| EXERCISE REQUIREMENTS |
Copy every line of the material below word for word, changing nothing.

| RECORDED DATA |
□ □ □ □ □

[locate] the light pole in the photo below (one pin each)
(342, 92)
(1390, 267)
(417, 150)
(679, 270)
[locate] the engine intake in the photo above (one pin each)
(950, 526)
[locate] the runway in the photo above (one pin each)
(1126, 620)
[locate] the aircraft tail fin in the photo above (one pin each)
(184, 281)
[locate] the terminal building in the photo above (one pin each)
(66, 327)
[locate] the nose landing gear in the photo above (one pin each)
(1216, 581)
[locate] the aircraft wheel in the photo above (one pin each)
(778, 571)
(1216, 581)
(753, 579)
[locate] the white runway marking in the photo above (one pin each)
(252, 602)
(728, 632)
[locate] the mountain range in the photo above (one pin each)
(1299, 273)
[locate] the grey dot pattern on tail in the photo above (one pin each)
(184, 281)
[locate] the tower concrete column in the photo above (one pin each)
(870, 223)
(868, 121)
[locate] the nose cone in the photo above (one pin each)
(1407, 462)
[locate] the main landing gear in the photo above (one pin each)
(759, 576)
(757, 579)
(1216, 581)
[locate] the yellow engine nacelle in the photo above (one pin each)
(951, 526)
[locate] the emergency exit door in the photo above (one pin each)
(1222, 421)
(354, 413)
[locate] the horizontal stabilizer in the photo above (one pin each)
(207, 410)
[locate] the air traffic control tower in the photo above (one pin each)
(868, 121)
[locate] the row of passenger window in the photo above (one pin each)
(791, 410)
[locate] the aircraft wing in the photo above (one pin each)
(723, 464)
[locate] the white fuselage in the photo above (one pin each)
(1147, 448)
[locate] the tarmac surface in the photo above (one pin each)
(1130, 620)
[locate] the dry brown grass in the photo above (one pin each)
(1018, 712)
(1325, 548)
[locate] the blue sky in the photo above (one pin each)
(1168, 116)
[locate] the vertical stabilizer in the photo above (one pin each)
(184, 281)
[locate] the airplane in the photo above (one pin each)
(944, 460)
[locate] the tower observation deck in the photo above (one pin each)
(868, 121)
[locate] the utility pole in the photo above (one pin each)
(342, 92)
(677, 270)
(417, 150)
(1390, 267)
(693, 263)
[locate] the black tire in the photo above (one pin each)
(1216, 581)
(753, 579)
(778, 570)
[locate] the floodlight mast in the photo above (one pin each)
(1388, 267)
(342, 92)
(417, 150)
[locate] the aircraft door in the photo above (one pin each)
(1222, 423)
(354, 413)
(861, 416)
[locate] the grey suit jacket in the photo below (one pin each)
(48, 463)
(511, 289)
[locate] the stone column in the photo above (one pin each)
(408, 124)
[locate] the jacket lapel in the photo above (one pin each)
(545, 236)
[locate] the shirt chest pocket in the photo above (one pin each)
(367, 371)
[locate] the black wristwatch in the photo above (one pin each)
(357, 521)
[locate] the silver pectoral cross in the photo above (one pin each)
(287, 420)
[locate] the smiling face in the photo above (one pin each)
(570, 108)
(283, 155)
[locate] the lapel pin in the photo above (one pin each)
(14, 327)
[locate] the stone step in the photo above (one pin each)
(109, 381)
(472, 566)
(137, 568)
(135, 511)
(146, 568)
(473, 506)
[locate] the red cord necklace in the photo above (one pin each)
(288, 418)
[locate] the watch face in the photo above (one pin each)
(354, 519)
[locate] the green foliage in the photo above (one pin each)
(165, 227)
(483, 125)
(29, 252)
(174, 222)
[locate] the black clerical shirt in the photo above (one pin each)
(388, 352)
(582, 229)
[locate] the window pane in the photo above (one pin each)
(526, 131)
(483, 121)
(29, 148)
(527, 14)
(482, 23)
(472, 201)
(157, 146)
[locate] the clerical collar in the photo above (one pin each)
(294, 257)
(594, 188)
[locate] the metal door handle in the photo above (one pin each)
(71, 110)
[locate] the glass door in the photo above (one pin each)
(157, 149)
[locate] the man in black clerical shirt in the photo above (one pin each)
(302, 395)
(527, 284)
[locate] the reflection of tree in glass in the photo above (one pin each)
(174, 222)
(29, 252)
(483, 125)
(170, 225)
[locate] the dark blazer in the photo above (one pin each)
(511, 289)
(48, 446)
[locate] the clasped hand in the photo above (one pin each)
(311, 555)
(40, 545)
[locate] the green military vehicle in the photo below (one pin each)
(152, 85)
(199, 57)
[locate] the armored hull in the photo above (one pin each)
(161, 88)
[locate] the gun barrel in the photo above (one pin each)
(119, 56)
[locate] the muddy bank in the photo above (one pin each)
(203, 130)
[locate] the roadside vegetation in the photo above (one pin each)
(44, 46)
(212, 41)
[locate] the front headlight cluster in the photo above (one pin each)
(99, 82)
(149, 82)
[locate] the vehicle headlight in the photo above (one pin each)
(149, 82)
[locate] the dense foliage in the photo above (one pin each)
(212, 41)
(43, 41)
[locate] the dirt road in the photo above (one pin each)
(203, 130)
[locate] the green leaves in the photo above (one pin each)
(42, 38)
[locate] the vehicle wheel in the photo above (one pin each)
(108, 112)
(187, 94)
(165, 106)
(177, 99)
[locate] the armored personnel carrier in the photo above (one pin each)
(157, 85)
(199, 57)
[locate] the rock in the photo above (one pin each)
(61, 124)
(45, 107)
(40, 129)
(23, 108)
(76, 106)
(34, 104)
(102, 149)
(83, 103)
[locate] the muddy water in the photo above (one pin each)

□ □ □ □ □

| CORRECT RESULT |
[locate] the light pole in the photo below (one pin each)
(342, 92)
(1390, 267)
(417, 150)
(679, 270)
[locate] the engine intake in the photo above (one pin each)
(950, 526)
[locate] the runway in the photo above (one pin each)
(1126, 620)
[locate] the aircraft tail fin in the photo above (one pin each)
(184, 281)
[locate] the terminal building in the photo above (one pin each)
(66, 327)
[locate] the nose landing gear in the photo above (one pin each)
(1216, 581)
[locate] the aircraft wheel in the photo above (one pin each)
(778, 571)
(1216, 581)
(753, 579)
[locate] the white runway marking in the photo above (one pin each)
(252, 602)
(728, 632)
[locate] the mountain range in the photo above (one pin each)
(1299, 273)
[locate] the grey dot pattern on tail in the photo above (one pin each)
(184, 281)
[locate] the tower concrete column in the photo above (one pin each)
(870, 223)
(868, 121)
[locate] the nose cone in the photo above (one pin each)
(1407, 462)
[locate] the main landing gear in the photo above (one pin each)
(759, 576)
(757, 579)
(1216, 581)
[locate] the yellow engine nacelle in the photo above (one pin each)
(951, 526)
[locate] the emergency exit door in the photo above (one pin each)
(1222, 421)
(354, 413)
[locate] the horizontal stabilizer in the photo above (one pin each)
(207, 410)
[locate] the air traffic control tower in the photo above (one pin each)
(868, 121)
[locate] the row of passenger window in the photo above (one pin each)
(791, 410)
[locate] the aircraft wing in the photo above (one pin each)
(723, 464)
[locate] the white fuselage in the photo above (one pin each)
(1147, 448)
[locate] the tarmac surface in the photo above (one pin each)
(1130, 620)
[locate] the dry brown grass in the photo above (one pin each)
(1018, 712)
(1325, 548)
[locate] the blue sky in the photo above (one pin each)
(1168, 116)
[locate] the vertical stabilizer in the photo above (one pin each)
(184, 281)
[locate] the airplane in the photo above (one pin each)
(944, 460)
[locate] the tower observation deck in the photo above (one pin each)
(868, 121)
[locate] the utility pole in the photo above (one pin each)
(342, 92)
(677, 270)
(417, 150)
(1390, 267)
(693, 263)
[locate] the black tire in the photo above (one pin each)
(1216, 581)
(753, 579)
(778, 570)
[locate] the floodlight mast in the photo above (one pin each)
(1388, 267)
(342, 92)
(417, 150)
[locate] the aircraft door in the photo above (one pin each)
(1222, 423)
(354, 413)
(861, 416)
[locate] the grey suit jacket in the photo below (one pin each)
(48, 463)
(511, 289)
[locate] the stone column in the photo above (one pin each)
(408, 124)
[locate] the jacket lapel in the photo above (one pin each)
(545, 236)
[locate] the shirt chest pocket in the photo above (one pin each)
(367, 371)
[locate] the black wristwatch in the photo above (one pin each)
(357, 521)
[locate] the silver pectoral cross in the photo above (one pin each)
(287, 420)
[locate] the smiling face in the photo above (one pin each)
(570, 108)
(283, 155)
[locate] the lapel pin in the photo above (one pin each)
(14, 327)
[locate] the stone step in the photo above (one pin each)
(109, 381)
(472, 566)
(137, 568)
(135, 511)
(146, 568)
(473, 506)
[locate] the red cord necklace in the photo above (one pin each)
(288, 418)
[locate] the watch face in the photo above (one pin each)
(354, 519)
[locate] the green foliage in the photo above (one pin each)
(165, 227)
(483, 125)
(29, 252)
(174, 222)
[locate] the black clerical shirt in the photo above (one pin each)
(388, 352)
(582, 229)
[locate] the window pane in the photo above (one pin each)
(526, 131)
(483, 121)
(29, 148)
(527, 14)
(482, 23)
(472, 201)
(157, 146)
[locate] the clerical collar in the photo above (one pin each)
(294, 257)
(594, 188)
[locate] the metal door handle in the photo above (one pin each)
(71, 110)
[locate] the glass door in the photo above (one pin each)
(157, 149)
[locate] the man in black clerical shirt in the photo above (one pin each)
(302, 395)
(527, 284)
[locate] the reflection of tree in glass in the photo above (one pin each)
(174, 222)
(29, 252)
(483, 125)
(170, 225)
[locate] the dark blazer in the photo above (one pin each)
(511, 289)
(48, 446)
[locate] the clasped hand in the photo above (one pin each)
(311, 555)
(40, 545)
[locate] the green military vehicle in the photo below (one pin each)
(152, 85)
(199, 57)
[locate] the armored hull in the photo above (one pin each)
(161, 88)
[locate] the gun barrel in the photo above (one pin each)
(119, 56)
[locate] the muddy bank in the photo above (one pin each)
(203, 130)
[locate] the roadside vegetation in the photo above (one pin each)
(44, 46)
(212, 41)
[locate] the front headlight cluster in the photo above (one pin each)
(99, 82)
(149, 82)
[locate] the vehicle headlight in the photo above (one pin each)
(149, 82)
[locate] the dense foliage in the photo above (one pin each)
(212, 41)
(43, 41)
[locate] the dirt road in the photo above (one pin each)
(203, 130)
[locate] the green leaves in the photo above (one pin each)
(42, 38)
[locate] the vehicle wheel in the photo above (one pin each)
(108, 112)
(187, 94)
(165, 106)
(177, 99)
[locate] the armored personnel carrier in the photo above (one pin each)
(157, 85)
(199, 57)
[locate] the rock in the photo above (one pin each)
(61, 124)
(45, 107)
(40, 129)
(23, 108)
(76, 106)
(34, 104)
(102, 149)
(83, 103)
[locate] the muddy water in the photo above (one pin each)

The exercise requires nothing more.